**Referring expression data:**
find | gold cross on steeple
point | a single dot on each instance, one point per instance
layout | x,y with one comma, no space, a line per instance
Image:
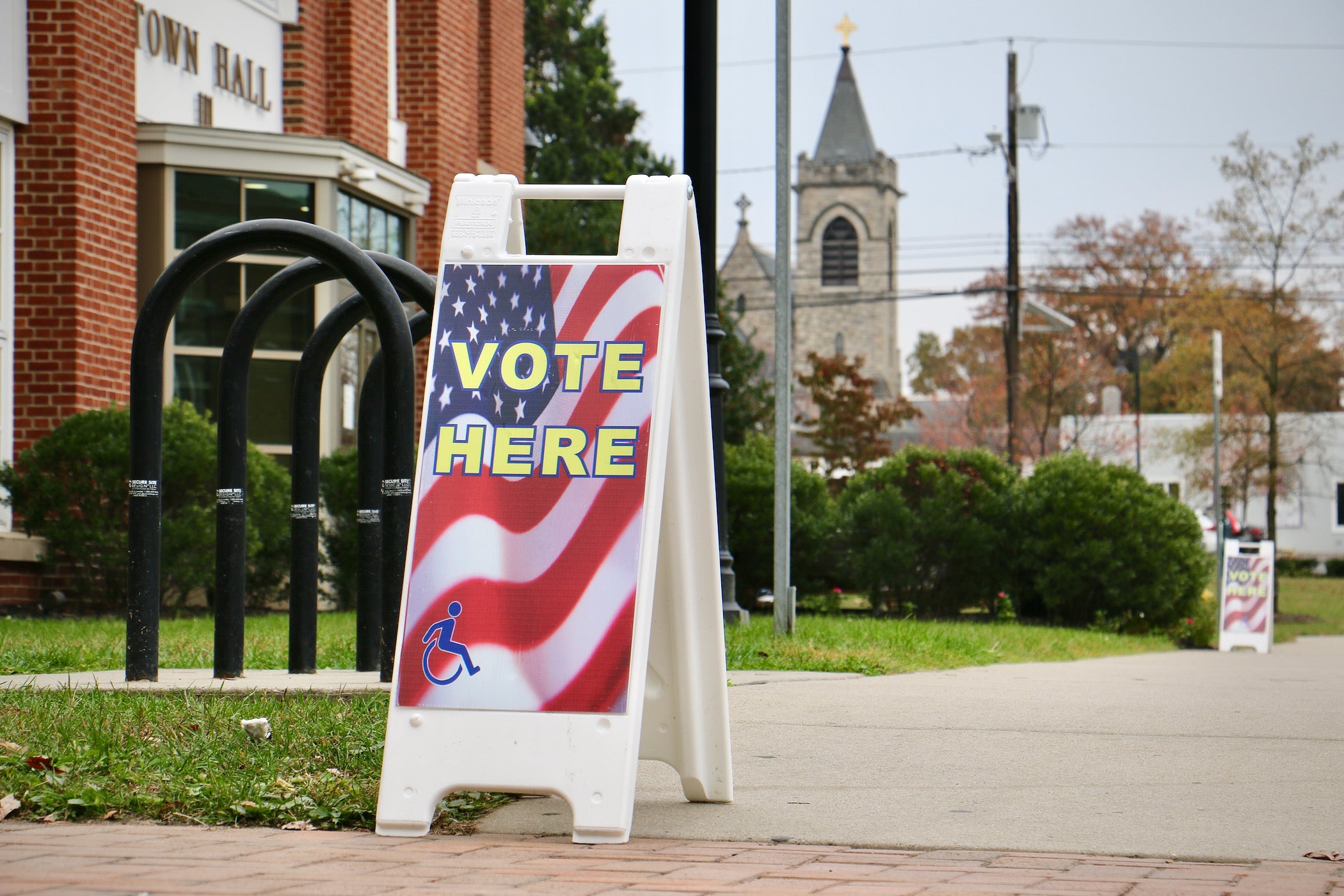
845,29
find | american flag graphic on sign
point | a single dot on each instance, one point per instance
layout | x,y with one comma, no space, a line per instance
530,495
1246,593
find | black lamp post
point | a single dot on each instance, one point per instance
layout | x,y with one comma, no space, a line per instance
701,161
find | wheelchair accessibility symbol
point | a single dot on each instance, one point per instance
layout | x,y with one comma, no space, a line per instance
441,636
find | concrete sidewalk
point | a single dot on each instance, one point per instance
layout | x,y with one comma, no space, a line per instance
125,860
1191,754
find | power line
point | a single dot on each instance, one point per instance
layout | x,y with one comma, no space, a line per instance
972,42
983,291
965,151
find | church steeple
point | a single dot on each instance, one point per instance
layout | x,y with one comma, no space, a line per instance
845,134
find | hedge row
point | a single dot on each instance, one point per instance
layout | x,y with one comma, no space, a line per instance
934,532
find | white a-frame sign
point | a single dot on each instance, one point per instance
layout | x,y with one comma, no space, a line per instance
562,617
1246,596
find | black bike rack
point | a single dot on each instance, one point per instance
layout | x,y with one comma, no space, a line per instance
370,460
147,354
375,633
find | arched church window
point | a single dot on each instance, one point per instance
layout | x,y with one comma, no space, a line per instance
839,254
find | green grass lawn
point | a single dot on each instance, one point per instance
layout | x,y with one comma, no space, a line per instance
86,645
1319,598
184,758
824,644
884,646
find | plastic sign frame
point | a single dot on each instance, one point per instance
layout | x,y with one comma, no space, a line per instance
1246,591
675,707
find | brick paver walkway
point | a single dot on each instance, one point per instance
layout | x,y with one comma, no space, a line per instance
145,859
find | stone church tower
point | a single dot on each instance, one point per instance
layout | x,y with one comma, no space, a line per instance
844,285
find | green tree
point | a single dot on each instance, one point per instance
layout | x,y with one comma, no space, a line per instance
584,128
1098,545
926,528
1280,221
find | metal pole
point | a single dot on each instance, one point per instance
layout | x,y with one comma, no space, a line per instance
--
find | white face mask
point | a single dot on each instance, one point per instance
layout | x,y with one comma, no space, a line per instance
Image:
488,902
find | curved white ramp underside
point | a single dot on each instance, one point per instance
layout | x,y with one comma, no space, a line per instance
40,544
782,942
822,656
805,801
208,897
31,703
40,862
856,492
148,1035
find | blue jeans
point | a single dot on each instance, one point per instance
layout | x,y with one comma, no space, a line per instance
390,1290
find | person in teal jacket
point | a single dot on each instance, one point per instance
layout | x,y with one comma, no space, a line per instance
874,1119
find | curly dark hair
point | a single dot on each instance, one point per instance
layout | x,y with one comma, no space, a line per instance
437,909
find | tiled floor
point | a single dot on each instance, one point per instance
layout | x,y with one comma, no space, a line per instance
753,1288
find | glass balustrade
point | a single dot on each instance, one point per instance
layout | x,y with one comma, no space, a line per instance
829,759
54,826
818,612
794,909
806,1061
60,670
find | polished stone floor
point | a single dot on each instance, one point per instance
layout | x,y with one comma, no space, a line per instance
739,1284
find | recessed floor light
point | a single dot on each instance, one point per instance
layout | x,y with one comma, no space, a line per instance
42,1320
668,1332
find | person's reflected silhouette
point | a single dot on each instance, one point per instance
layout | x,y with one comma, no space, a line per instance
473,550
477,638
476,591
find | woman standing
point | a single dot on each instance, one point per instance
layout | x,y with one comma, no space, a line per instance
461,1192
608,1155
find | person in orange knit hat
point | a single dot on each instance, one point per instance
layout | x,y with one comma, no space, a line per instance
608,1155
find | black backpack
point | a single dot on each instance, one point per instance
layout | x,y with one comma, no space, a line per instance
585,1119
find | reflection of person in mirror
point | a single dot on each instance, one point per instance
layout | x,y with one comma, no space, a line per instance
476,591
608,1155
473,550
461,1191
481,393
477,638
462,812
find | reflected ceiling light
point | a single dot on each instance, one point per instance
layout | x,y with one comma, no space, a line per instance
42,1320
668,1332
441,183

**PROMPT:**
Check each line of the records for the string "white" and state how many lines contain it. Give only the number.

**SOLUTION:**
3